_Work required_: Please give back word for word the lines of the material below between the line containing "Each <instance> block" and the line containing "box: [361, 316, 424, 362]", inclusive.

_Data to process_:
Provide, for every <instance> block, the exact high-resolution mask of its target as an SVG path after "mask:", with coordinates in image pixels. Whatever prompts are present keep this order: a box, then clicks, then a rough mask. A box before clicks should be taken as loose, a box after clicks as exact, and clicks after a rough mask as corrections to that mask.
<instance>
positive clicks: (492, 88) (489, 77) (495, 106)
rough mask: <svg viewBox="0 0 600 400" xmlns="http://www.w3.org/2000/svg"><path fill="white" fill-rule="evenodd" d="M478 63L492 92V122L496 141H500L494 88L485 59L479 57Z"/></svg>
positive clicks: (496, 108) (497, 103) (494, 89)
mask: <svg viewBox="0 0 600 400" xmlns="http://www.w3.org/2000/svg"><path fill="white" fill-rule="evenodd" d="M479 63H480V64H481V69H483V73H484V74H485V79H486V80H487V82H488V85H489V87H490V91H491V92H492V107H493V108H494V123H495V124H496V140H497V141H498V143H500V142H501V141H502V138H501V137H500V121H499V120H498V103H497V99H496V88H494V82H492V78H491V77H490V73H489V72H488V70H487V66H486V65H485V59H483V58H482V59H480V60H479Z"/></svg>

==

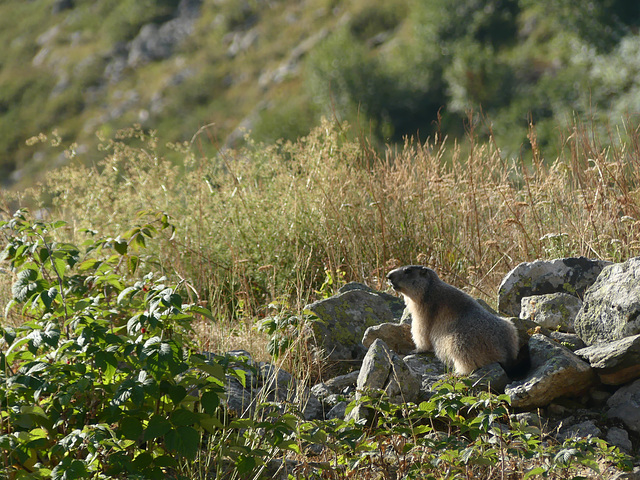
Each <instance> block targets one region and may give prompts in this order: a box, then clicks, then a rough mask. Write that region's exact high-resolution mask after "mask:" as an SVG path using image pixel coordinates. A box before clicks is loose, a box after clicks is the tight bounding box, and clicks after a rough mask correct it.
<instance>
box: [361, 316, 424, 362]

* * *

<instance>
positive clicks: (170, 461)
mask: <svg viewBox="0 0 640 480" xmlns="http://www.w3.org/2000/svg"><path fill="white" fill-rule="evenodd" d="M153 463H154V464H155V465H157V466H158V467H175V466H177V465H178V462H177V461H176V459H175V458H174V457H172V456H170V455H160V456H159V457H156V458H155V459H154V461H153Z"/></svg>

_Answer to this problem_:
Each <instance> block targets one region and may give prompts in this order: a box, then clicks, then a rough mask. Write that region's exact high-resolution mask after "mask:" as an SVG path using image pixel coordinates. A box before clicks is loose, a box after clicks is the tight bounding box, and clicks after a rough mask correct it.
<instance>
box: [361, 316, 424, 362]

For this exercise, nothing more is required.